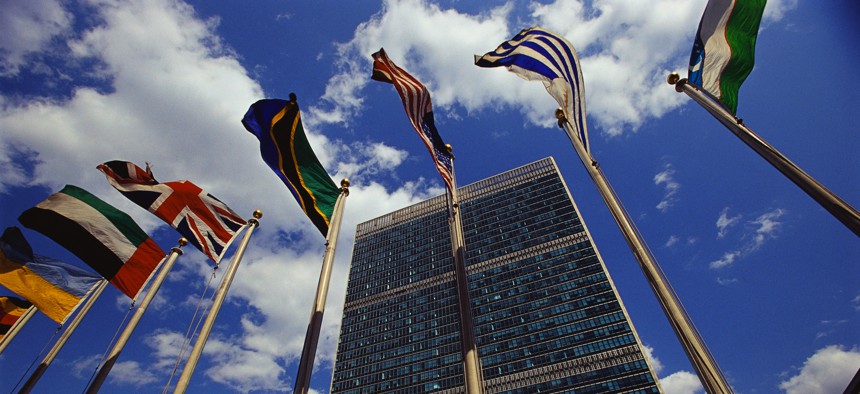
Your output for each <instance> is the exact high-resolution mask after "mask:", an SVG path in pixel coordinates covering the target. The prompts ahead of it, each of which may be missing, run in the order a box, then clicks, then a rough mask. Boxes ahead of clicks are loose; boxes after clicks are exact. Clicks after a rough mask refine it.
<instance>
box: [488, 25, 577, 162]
mask: <svg viewBox="0 0 860 394" xmlns="http://www.w3.org/2000/svg"><path fill="white" fill-rule="evenodd" d="M475 65H476V66H478V67H500V66H504V67H506V68H507V69H508V71H511V72H513V73H514V74H516V75H518V76H520V77H522V78H523V79H526V80H529V81H535V80H537V81H541V82H543V84H544V86H545V87H546V90H547V92H549V94H550V95H551V96H552V97H553V98H555V101H557V102H558V105H560V106H561V108H562V110H563V111H564V115H565V117H567V120H568V121H569V122H570V124H571V125H573V127H574V128H575V129H576V132H577V135H578V136H579V140H580V142H582V146H583V147H584V148H585V150H586V151H588V149H589V146H588V125H587V124H586V121H585V85H584V84H583V82H582V70H581V69H580V67H579V58H578V57H577V56H576V51H575V50H574V49H573V45H571V44H570V42H568V41H567V40H566V39H565V38H564V37H562V36H560V35H558V34H556V33H553V32H551V31H548V30H546V29H543V28H540V27H532V28H530V29H525V30H523V31H521V32H520V33H519V34H517V35H516V36H514V38H512V39H510V40H508V41H505V42H503V43H502V44H501V45H499V47H498V48H496V50H495V51H492V52H487V53H486V54H485V55H484V56H477V55H475Z"/></svg>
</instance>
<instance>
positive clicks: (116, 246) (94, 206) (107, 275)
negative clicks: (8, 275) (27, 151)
mask: <svg viewBox="0 0 860 394" xmlns="http://www.w3.org/2000/svg"><path fill="white" fill-rule="evenodd" d="M18 221H19V222H21V224H23V225H24V226H27V227H29V228H31V229H33V230H36V231H38V232H40V233H42V234H44V235H46V236H47V237H48V238H51V239H53V240H54V241H55V242H57V243H58V244H60V245H62V246H63V247H64V248H66V249H68V250H69V251H70V252H72V253H74V254H75V255H76V256H78V257H79V258H80V259H81V260H83V261H84V262H85V263H87V264H88V265H89V266H90V267H92V268H93V269H94V270H96V272H98V273H99V274H101V275H102V277H104V278H105V279H107V280H108V281H110V283H111V284H113V285H114V286H116V287H117V288H118V289H119V290H120V291H122V292H123V293H124V294H125V295H127V296H129V297H131V298H135V297H136V296H137V293H138V292H140V288H141V287H142V286H143V284H144V282H146V280H147V279H148V278H149V276H150V275H151V274H152V271H154V270H155V268H156V267H157V266H158V264H159V263H160V262H161V260H162V259H163V258H164V256H165V253H164V251H162V250H161V248H159V247H158V245H157V244H156V243H155V241H153V240H152V238H150V237H149V236H148V235H146V233H145V232H144V231H143V230H141V228H140V227H138V225H137V223H135V222H134V220H132V219H131V217H130V216H128V215H127V214H126V213H125V212H122V211H120V210H118V209H116V208H114V207H113V206H111V205H110V204H108V203H106V202H104V201H102V200H100V199H99V198H98V197H96V196H94V195H92V194H91V193H90V192H88V191H86V190H84V189H81V188H79V187H77V186H72V185H66V187H64V188H63V190H60V191H59V192H57V193H54V194H52V195H50V196H48V198H47V199H46V200H45V201H42V202H40V203H39V204H37V205H36V206H35V207H33V208H30V209H28V210H26V211H24V213H22V214H21V216H19V217H18ZM40 309H41V308H40Z"/></svg>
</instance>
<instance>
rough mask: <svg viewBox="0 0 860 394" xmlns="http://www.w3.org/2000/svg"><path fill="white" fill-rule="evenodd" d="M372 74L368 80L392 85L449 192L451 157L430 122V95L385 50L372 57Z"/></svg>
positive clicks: (423, 86)
mask: <svg viewBox="0 0 860 394" xmlns="http://www.w3.org/2000/svg"><path fill="white" fill-rule="evenodd" d="M371 56H373V74H372V76H371V78H372V79H373V80H375V81H380V82H388V83H390V84H393V85H394V88H395V89H397V93H398V94H400V99H401V100H402V101H403V109H405V110H406V116H407V117H409V122H410V123H412V127H414V128H415V131H417V132H418V136H419V137H421V140H422V141H424V146H426V147H427V150H428V151H430V156H431V157H432V158H433V162H434V163H435V164H436V170H437V171H439V175H441V176H442V179H443V180H444V181H445V184H446V185H447V186H448V189H449V190H450V189H452V188H453V187H454V186H453V181H452V178H453V175H452V172H453V171H454V169H453V166H454V163H453V162H452V158H451V155H450V153H449V152H448V150H447V148H446V147H445V143H444V142H442V137H440V136H439V132H438V131H436V123H435V121H434V119H433V104H432V103H431V102H430V92H428V91H427V88H426V87H425V86H424V85H423V84H421V82H419V81H418V80H417V79H415V77H413V76H412V75H409V73H407V72H406V71H405V70H403V69H402V68H400V67H398V66H397V65H396V64H394V62H392V61H391V59H389V58H388V55H387V54H386V53H385V50H384V49H381V48H380V49H379V52H376V53H374V54H373V55H371Z"/></svg>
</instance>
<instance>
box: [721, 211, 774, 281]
mask: <svg viewBox="0 0 860 394" xmlns="http://www.w3.org/2000/svg"><path fill="white" fill-rule="evenodd" d="M726 212H727V208H726V209H723V214H721V215H720V219H718V220H717V228H718V229H720V233H722V230H723V229H724V228H725V227H728V224H726V223H728V222H732V223H734V221H735V220H736V219H737V220H739V219H740V216H736V217H733V218H727V219H725V220H722V219H723V217H724V215H725V214H726ZM783 215H785V210H784V209H782V208H777V209H774V210H773V211H770V212H766V213H764V214H762V215H760V216H759V217H757V218H755V219H754V220H751V221H749V222H747V229H746V232H745V233H744V234H743V235H742V237H741V242H742V244H741V245H740V247H738V248H737V249H735V250H731V251H728V252H725V253H723V257H722V258H720V259H717V260H714V261H711V262H710V264H709V266H710V267H711V268H712V269H720V268H725V267H728V266H730V265H732V264H734V263H735V262H736V261H737V260H738V259H740V258H742V257H744V256H746V255H748V254H750V253H753V252H755V251H756V250H758V249H759V248H761V247H762V245H764V244H765V242H767V240H768V239H773V238H775V237H776V234H777V233H778V231H779V230H780V229H781V227H782V222H780V221H779V219H780V218H781V217H782V216H783ZM721 220H722V223H723V224H724V225H725V226H724V227H720V224H721Z"/></svg>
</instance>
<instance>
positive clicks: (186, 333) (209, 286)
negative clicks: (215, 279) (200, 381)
mask: <svg viewBox="0 0 860 394" xmlns="http://www.w3.org/2000/svg"><path fill="white" fill-rule="evenodd" d="M216 271H218V264H216V265H215V267H214V268H212V275H210V276H209V280H208V281H206V286H204V287H203V292H202V293H200V298H199V299H198V300H197V306H196V307H195V309H194V314H193V315H192V316H191V321H189V322H188V329H187V330H186V331H185V337H184V338H183V340H182V346H180V348H179V353H178V354H177V355H176V362H175V363H174V364H173V370H172V371H170V377H169V378H168V379H167V383H166V384H165V385H164V390H163V391H162V392H161V393H162V394H165V393H167V390H168V389H169V388H170V383H172V382H173V378H174V377H175V376H176V371H177V370H178V369H179V363H180V362H182V357H183V356H184V355H185V351H186V350H188V344H189V343H191V338H193V337H194V334H196V333H197V332H198V331H199V330H200V324H201V323H202V322H203V316H202V315H201V316H200V317H199V318H198V317H197V314H198V313H199V312H200V307H201V306H202V305H203V299H204V297H205V296H206V292H207V291H208V290H209V288H210V287H211V285H212V280H214V279H215V272H216ZM215 293H216V292H215V291H214V290H213V291H212V295H211V296H210V297H209V300H210V301H211V300H212V299H214V298H215ZM194 320H197V325H196V326H195V324H194ZM192 327H193V330H192Z"/></svg>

■ Job item
Reproduce, word for word, the lines from the start through the line containing "box: [488, 25, 577, 162]", including that line, and leave out the pictures.

■ The completed task
Your output for each <instance> is the exact high-resolution mask after "mask:", an SVG path in pixel coordinates covering the target. The prompts ahead of it, each of which may be missing, run in the order a box, then clicks, then a rough mask. Boxes ahead of clicks are loose; boxes after clicks are exact. Clicks after a rough mask refine it.
<instance>
box: [488, 25, 577, 162]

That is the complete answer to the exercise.